L’Evénement Précis : Le 21 mars 2018, 44 pays africains ont créé la Zone de libre-échange continental (ZLEC). Que pensez-vous de cet accord conclu à Kigali?

Roberto Azevêdo : Ce qui est très clair aujourd’hui, c’est que les pays africains font une connexion avec les grands marchés, surtout en ce qui concerne les matières premières. Mais la réalité, c’est que le commerce entre les pays africains est très faible. Donc c’est une connexion qui peut être améliorée. Je pense que l’idée d’un commerce plus actif, plus intensif entre les pays africains est bonne. Comment le faire ? Cela va dépendre de la politique commerciale adoptée par les divers pays individuellement et de la politique collective. C’est pour cette raison que je pense que la politique collective est une bonne idée. Nous sommes au début du processus. Il y a beaucoup de choses à faire, mais c’est déjà un premier pas.

Qu’est-ce que l’OMC peut faire pour encourager cette initiative, pour permettre à l’Afrique de faire commerce avec l’Afrique?

============================================================

● **Travail à faire**:
**A)** Recopiez le passage de l'entretien sur la ZLEC qui va de « L’Evénement Précis : Le » jusqu'à « un premier pas. » inclus.
**B)** Répondez aux questions suivantes à l'aide de l'entretien sur la ZLEC :
(i) Combien de pays africains ont créé la ZLEC le 21 mars 2018 ?
(ii) Dans quelle ville l'accord a-t-il été conclu ?
(iii) D'après Roberto Azevêdo, comment est le commerce entre les pays africains ?
**C)** Prolongez l'entretien sur la ZLEC à partir de sa dernière phrase.
Les lignes qui viennent forment un document indépendant de l'entretien sur la ZLEC.

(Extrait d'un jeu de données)
============================================================

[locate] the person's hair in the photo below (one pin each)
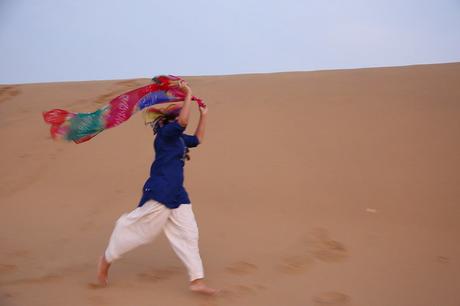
(161, 121)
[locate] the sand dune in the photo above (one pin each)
(312, 188)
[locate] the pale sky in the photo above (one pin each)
(73, 40)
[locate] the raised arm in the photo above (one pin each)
(199, 133)
(184, 114)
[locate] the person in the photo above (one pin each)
(165, 204)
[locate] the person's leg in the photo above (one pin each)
(138, 227)
(182, 232)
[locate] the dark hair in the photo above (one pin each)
(162, 121)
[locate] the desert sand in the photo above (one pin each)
(318, 188)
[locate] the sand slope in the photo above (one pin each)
(312, 188)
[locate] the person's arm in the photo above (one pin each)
(184, 114)
(200, 129)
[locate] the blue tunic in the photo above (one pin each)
(165, 184)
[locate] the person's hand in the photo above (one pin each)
(203, 110)
(184, 87)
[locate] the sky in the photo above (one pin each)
(76, 40)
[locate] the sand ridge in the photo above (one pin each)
(312, 188)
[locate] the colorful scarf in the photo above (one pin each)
(81, 127)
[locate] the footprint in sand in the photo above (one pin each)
(442, 259)
(238, 291)
(97, 300)
(332, 298)
(296, 264)
(34, 280)
(323, 248)
(5, 268)
(159, 275)
(241, 268)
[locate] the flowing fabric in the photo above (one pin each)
(81, 127)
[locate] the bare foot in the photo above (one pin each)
(199, 286)
(102, 271)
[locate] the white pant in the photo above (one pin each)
(144, 223)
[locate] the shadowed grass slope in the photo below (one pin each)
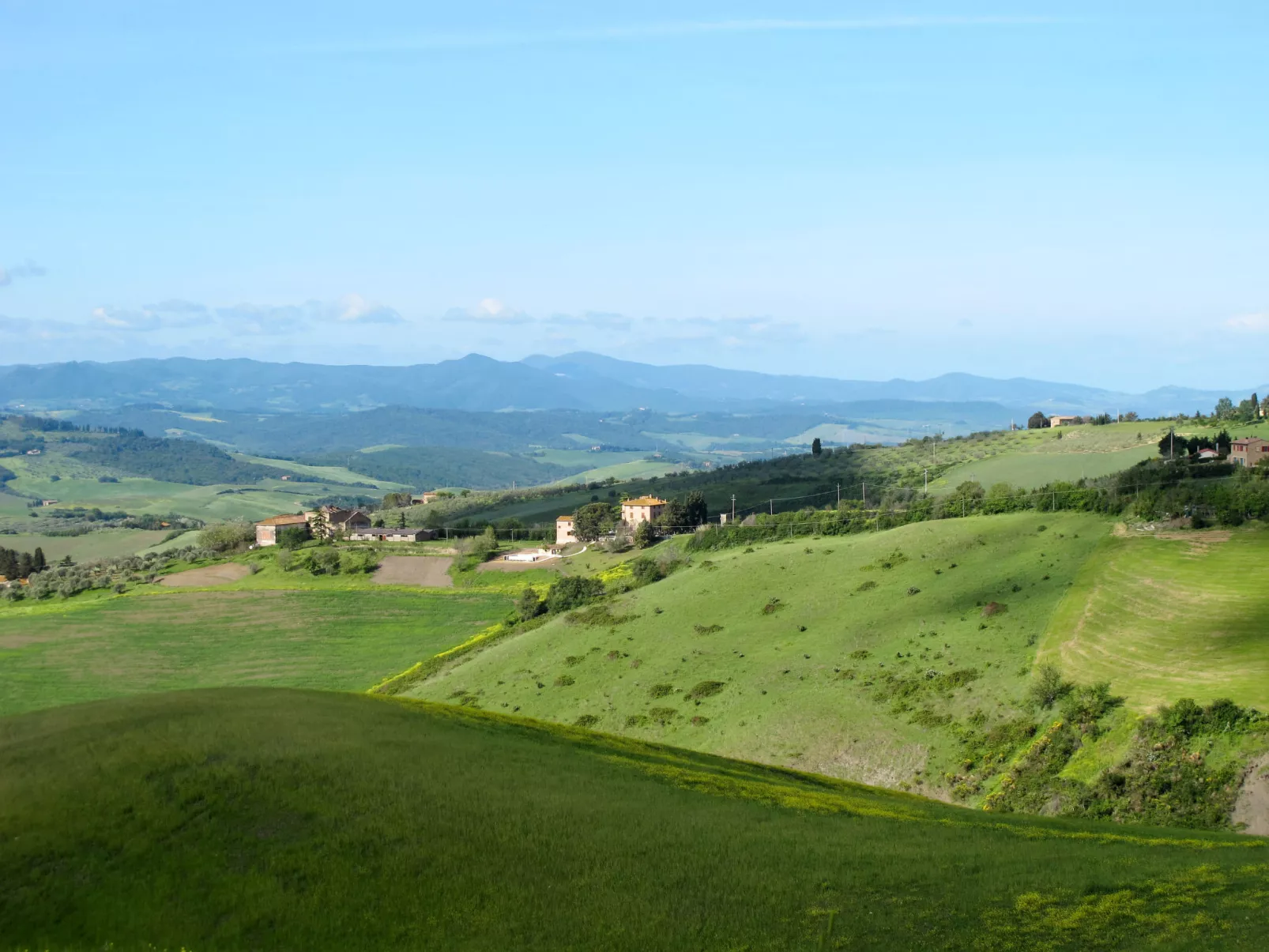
(280, 819)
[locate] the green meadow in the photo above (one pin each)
(792, 636)
(100, 645)
(284, 819)
(100, 544)
(1170, 615)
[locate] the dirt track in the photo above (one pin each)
(211, 575)
(425, 571)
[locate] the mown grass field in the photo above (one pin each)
(793, 683)
(98, 646)
(280, 820)
(1034, 470)
(1168, 616)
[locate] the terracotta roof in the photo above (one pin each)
(283, 521)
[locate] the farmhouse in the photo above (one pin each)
(382, 535)
(642, 510)
(1249, 451)
(267, 529)
(345, 521)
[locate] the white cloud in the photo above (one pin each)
(28, 269)
(490, 310)
(1254, 322)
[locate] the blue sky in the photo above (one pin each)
(1066, 190)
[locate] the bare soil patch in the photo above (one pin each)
(211, 575)
(1252, 803)
(424, 571)
(502, 565)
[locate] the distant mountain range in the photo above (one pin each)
(579, 381)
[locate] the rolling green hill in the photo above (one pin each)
(797, 683)
(1164, 615)
(282, 819)
(100, 646)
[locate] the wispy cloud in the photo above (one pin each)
(1254, 322)
(666, 29)
(245, 319)
(488, 311)
(27, 269)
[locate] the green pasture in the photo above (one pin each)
(1032, 470)
(1164, 616)
(795, 682)
(254, 819)
(144, 495)
(333, 474)
(102, 544)
(98, 646)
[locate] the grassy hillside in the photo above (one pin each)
(801, 684)
(1169, 615)
(879, 472)
(98, 646)
(280, 820)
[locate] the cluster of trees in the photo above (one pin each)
(1172, 445)
(22, 565)
(1150, 490)
(67, 579)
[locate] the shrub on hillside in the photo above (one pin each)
(573, 592)
(1049, 687)
(528, 604)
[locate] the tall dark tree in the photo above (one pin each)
(593, 521)
(697, 510)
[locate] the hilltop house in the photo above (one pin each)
(337, 522)
(1249, 451)
(267, 529)
(642, 510)
(345, 521)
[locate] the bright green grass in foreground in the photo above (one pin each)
(796, 684)
(255, 819)
(109, 646)
(1183, 615)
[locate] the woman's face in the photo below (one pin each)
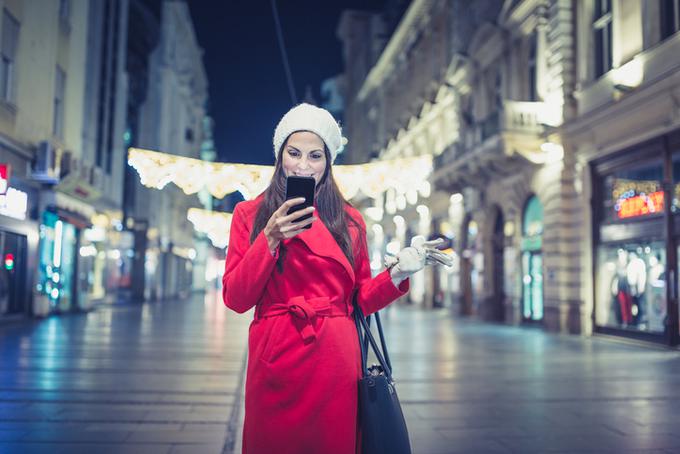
(303, 155)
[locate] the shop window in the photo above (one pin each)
(532, 261)
(58, 104)
(8, 49)
(633, 193)
(670, 17)
(532, 67)
(602, 36)
(631, 286)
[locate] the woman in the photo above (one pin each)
(304, 358)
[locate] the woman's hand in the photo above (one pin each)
(414, 258)
(281, 225)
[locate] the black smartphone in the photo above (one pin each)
(301, 187)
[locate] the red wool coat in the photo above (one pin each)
(303, 351)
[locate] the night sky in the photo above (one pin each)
(246, 76)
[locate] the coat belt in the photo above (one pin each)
(303, 312)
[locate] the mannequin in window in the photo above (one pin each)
(622, 298)
(636, 274)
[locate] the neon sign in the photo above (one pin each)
(14, 204)
(640, 205)
(5, 173)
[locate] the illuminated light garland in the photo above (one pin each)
(215, 224)
(157, 169)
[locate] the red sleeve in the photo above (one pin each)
(248, 266)
(374, 292)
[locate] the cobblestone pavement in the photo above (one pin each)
(166, 377)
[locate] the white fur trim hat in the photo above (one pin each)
(306, 117)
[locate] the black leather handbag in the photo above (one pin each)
(383, 427)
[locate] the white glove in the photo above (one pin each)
(414, 258)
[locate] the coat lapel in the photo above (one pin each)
(320, 241)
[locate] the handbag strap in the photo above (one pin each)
(360, 321)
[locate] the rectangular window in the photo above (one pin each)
(59, 89)
(64, 9)
(631, 286)
(602, 34)
(8, 50)
(533, 93)
(670, 17)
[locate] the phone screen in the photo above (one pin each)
(301, 187)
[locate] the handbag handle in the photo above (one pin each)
(360, 321)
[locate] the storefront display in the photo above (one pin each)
(632, 286)
(532, 261)
(13, 248)
(637, 240)
(58, 241)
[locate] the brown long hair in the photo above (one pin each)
(330, 208)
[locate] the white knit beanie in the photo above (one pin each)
(306, 117)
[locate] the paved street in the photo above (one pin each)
(166, 378)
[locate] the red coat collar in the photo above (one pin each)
(318, 239)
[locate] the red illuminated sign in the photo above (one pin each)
(640, 205)
(5, 173)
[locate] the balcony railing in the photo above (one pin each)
(521, 117)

============================================================

● **Corrigé des exercices**:
**A)**
L’Evénement Précis : Le 21 mars 2018, 44 pays africains ont créé la Zone de libre-échange continental (ZLEC). Que pensez-vous de cet accord conclu à Kigali?

Roberto Azevêdo : Ce qui est très clair aujourd’hui, c’est que les pays africains font une connexion avec les grands marchés, surtout en ce qui concerne les matières premières. Mais la réalité, c’est que le commerce entre les pays africains est très faible. Donc c’est une connexion qui peut être améliorée. Je pense que l’idée d’un commerce plus actif, plus intensif entre les pays africains est bonne. Comment le faire ? Cela va dépendre de la politique commerciale adoptée par les divers pays individuellement et de la politique collective. C’est pour cette raison que je pense que la politique collective est une bonne idée. Nous sommes au début du processus. Il y a beaucoup de choses à faire, mais c’est déjà un premier pas.

**B)**
(i) 44 pays africains.
(ii) À Kigali.
(iii) Très faible.

**C)**
Surtout avec les mesures qui facilitent les échanges commerciaux. Par exemple notre accord de facilitation des échanges conclu en 2013 est quelque chose qui va beaucoup aider. Parce que les procédures douanières, les procédures pour faciliter les échanges commerciaux étant facilitées, le coût du commerce va baisser. Et c’est vraiment fondamental pour avoir une connexion plus étroite entre les pays de la région. Mais, il y a autre chose. Par exemple, la coopération technique en ce qui concerne le renforcement de capacités. Il ne faut pas seulement avoir une infrastructure physique. Il faut aussi une infrastructure institutionnelle. Et c’est un domaine où l’OMC peut aider de façon plus active.

Depuis des siècles, l’Afrique est présente surtout avec les matières premières sur le marché international. Est-ce que l’OMC peut aider à changer la donne afin de permettre à l’Afrique de vendre plutôt les produits industriels ?
Nous avons sur le continent des marchés limités et je pense que la fermeture des frontières ne va pas marcher. Ce n’est pas avec la protection du marché interne qu’on va effectivement donner un coup de fouet qui va permettre de relancer le processus d’industrialisation du continent. A mon avis, ce processus doit suivre une stratégie de connexion avec les grands marchés. Une connexion plus étroite, surtout en faisant partie des chaines globales de production. Le plus important c’est d’avoir la possibilité de participer au processus global de production. Pas forcément avec le produit final, mais surtout avec les composantes qui participent à l’élaboration du produit final. Ça c’est un premier pas. Et au fur et à mesure qu’on avance avec le développement de la technologie, le développement de l’infrastructure physique, institutionnelle, technologique, le processus d’industrialisation va suivre son cours naturel d’évolution technologique.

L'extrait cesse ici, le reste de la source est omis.